Fig 1: Glean tracking the evolution of generative AI.
Fig 1: Glean tracking the evolution of generative AI.

Unlike generative AI, such as a chatbot that produces text when asked, agentic AI is proactive. It makes decisions and acts in pursuit of a goal, not merely generating content. Early examples of agentic AI include self-driving vehicles, intelligent virtual assistants, and assistant software that can carry out multi-step tasks with minimal oversight. “We're seeing the beginning of agents that do work for you... that won’t just do one task, but will do multiple tasks... We’ll call those multi-step processes or loops,” says Yehoshua. These systems autonomously handle tasks in changing conditions, demonstrating flexibility and independence beyond traditional rule-based automation. 

In the following sections, we describe the characteristics of agentic AI, how it works under the hood, its benefits and applications, and the challenges and infrastructure considerations that come with this emerging technology.

Characteristics of agentic AI

Agentic AI systems typically exhibit several defining characteristics that distinguish them from more static or tool-like AI. The most important traits include autonomy, adaptability, and goal-directed behavior:

Fig 2: Compartmentalizing genAI 1.0 and genAI 2.0.
Fig 2: Compartmentalizing genAI 1.0 and genAI 2.0.

Autonomy

Agentic AI emphasizes autonomy, or the ability for AI to operate independently. Such an AI agent performs tasks on its own without human oversight or step-by-step instructions. For example, once given a high-level objective, an autonomous agent decides its course of action and carries it out, rather than waiting for a human to tell it each step. This independence marks a shift from earlier AI assistants that only act when and as instructed. An agentic system chooses which actions to take and when to take them to meet its goals. This autonomy is what gives agentic AI its name; the system itself has agency in decision-making.

§ **INFORMATION PROVIDED**
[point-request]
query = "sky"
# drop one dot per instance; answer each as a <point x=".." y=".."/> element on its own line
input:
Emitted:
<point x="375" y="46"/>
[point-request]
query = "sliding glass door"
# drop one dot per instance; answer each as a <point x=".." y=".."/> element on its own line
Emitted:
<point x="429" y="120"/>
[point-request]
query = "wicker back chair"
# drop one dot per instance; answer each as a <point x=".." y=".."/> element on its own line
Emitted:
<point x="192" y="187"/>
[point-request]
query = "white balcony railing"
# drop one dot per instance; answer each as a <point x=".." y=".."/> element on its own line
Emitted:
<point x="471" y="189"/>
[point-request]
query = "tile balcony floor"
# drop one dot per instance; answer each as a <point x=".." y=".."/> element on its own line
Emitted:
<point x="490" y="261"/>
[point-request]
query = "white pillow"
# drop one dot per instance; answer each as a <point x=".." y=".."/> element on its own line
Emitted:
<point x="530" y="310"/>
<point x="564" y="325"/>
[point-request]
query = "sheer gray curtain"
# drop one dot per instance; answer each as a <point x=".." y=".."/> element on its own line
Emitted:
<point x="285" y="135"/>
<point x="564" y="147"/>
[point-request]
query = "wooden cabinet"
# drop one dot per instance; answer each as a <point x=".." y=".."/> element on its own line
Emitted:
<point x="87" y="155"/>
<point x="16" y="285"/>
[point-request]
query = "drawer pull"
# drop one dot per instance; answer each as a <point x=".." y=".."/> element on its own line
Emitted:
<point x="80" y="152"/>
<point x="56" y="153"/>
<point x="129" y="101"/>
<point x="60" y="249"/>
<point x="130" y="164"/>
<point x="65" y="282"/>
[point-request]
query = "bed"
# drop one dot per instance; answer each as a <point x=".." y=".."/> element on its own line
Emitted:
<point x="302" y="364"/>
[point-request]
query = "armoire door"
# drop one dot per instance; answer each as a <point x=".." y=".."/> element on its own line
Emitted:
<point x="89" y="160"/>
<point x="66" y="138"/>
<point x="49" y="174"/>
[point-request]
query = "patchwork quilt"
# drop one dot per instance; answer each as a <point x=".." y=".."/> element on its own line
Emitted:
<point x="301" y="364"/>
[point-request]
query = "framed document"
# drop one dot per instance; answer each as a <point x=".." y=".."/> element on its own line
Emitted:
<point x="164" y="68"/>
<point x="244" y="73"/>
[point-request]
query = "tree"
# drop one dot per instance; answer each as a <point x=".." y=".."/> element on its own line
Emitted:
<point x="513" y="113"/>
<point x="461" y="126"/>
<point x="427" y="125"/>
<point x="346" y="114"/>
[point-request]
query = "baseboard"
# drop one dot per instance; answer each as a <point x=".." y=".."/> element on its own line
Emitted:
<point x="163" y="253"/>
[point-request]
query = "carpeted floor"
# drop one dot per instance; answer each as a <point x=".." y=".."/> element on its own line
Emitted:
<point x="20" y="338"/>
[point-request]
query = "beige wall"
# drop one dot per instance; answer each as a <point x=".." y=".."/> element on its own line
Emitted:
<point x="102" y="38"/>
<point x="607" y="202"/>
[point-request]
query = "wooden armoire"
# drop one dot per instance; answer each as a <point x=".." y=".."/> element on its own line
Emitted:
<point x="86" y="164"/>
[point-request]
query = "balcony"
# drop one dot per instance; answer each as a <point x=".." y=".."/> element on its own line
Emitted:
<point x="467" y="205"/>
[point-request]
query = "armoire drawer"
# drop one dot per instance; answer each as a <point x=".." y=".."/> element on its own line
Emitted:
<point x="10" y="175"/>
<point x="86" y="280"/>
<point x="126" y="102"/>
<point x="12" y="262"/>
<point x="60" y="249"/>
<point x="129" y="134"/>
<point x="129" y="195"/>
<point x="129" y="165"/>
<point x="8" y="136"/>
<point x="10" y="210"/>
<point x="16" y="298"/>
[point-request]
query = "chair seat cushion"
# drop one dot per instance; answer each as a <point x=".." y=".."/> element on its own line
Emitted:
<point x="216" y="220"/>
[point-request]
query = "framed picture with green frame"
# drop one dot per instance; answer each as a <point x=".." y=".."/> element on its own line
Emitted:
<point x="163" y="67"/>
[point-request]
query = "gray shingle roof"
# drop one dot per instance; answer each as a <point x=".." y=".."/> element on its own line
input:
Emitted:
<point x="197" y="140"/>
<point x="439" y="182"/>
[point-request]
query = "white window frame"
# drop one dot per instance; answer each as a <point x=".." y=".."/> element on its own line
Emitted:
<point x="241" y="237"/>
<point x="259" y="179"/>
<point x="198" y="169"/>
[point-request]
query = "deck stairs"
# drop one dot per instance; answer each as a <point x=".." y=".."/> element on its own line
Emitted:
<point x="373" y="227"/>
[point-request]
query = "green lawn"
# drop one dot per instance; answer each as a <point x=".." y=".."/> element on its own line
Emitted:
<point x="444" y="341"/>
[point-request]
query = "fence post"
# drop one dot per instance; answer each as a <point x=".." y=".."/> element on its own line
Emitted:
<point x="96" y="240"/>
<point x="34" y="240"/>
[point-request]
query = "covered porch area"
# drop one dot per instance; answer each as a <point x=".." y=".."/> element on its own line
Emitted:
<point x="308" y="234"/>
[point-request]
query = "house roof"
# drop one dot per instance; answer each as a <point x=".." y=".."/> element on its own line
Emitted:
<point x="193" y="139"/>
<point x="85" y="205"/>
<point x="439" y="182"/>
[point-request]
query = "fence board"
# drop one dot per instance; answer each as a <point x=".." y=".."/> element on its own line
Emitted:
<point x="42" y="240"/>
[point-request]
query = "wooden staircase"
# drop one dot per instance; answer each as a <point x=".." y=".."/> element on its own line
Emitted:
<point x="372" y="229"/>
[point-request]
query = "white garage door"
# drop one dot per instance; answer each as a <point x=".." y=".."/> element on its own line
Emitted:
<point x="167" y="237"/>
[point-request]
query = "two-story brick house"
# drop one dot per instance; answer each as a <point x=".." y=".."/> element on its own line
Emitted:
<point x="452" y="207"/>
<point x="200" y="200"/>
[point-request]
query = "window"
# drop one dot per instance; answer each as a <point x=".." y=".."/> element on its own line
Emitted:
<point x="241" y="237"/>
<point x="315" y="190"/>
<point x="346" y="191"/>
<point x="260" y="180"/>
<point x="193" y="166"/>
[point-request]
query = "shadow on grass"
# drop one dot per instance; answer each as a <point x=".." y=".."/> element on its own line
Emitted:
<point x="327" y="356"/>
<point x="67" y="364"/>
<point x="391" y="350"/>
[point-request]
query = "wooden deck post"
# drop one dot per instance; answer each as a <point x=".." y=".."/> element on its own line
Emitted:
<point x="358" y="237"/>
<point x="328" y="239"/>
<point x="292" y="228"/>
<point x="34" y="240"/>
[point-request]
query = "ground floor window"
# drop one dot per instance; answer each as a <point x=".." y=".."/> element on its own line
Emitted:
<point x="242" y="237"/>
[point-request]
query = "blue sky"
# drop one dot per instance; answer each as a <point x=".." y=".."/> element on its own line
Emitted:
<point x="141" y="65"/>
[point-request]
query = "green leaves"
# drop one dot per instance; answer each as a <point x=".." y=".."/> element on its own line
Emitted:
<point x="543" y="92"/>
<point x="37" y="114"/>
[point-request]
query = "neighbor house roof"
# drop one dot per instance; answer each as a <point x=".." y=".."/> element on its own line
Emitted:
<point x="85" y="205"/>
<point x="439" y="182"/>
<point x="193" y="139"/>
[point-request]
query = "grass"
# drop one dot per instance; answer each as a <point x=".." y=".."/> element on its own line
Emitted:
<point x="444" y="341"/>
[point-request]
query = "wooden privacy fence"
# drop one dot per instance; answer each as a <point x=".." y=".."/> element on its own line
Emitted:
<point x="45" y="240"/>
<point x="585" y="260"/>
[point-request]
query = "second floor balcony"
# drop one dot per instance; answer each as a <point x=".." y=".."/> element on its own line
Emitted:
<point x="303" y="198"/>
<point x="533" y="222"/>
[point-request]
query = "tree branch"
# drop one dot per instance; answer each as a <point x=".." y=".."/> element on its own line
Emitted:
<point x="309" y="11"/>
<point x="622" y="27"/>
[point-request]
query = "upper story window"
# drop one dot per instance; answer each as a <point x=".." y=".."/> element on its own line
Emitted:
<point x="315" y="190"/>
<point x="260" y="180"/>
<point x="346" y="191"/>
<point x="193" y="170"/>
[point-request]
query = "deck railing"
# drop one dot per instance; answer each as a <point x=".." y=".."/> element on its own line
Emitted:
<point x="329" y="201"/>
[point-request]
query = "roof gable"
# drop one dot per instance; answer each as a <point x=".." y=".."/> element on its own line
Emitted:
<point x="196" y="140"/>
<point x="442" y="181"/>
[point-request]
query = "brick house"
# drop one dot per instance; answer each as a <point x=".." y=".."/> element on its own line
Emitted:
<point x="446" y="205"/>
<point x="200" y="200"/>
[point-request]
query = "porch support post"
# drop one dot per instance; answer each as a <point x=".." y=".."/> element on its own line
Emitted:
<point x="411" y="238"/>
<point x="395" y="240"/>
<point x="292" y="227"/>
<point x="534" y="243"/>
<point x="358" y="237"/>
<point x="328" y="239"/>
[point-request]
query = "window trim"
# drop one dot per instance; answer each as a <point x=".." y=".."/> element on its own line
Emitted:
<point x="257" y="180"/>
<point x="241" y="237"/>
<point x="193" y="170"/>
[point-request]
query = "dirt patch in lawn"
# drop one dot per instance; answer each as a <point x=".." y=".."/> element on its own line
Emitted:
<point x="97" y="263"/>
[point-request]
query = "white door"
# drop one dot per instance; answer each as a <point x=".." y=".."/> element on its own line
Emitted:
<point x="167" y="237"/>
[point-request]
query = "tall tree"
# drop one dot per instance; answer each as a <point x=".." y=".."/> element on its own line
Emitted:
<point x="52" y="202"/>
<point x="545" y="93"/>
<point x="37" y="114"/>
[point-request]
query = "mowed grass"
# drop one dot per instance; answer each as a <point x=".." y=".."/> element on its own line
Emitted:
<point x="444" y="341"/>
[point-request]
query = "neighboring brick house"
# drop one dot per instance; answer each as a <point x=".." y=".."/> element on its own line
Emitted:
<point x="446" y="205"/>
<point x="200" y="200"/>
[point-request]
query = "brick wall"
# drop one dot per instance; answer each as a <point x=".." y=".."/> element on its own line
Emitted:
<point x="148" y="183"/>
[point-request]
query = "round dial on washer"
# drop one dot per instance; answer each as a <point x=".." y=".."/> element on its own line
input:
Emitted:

§ **QUESTIONS TO ANSWER**
1) Which early examples of agentic AI does the passage on agentic AI name?
2) Answer these questions from the passage on agentic AI:
(a) What name does Yehoshua say will be used for processes where agents do multiple tasks?
(b) What does Fig 2 compartmentalize?
(c) Which traits does the passage call the most important for agentic AI systems?

§ **RESPONSES BY ITEM NUMBER**
1)
- Self-driving vehicles
- Intelligent virtual assistants
- Assistant software that can carry out multi-step tasks with minimal oversight

2)
(a) Multi-step processes or loops.
(b) GenAI 1.0 and genAI 2.0.
(c) Autonomy, adaptability, and goal-directed behavior.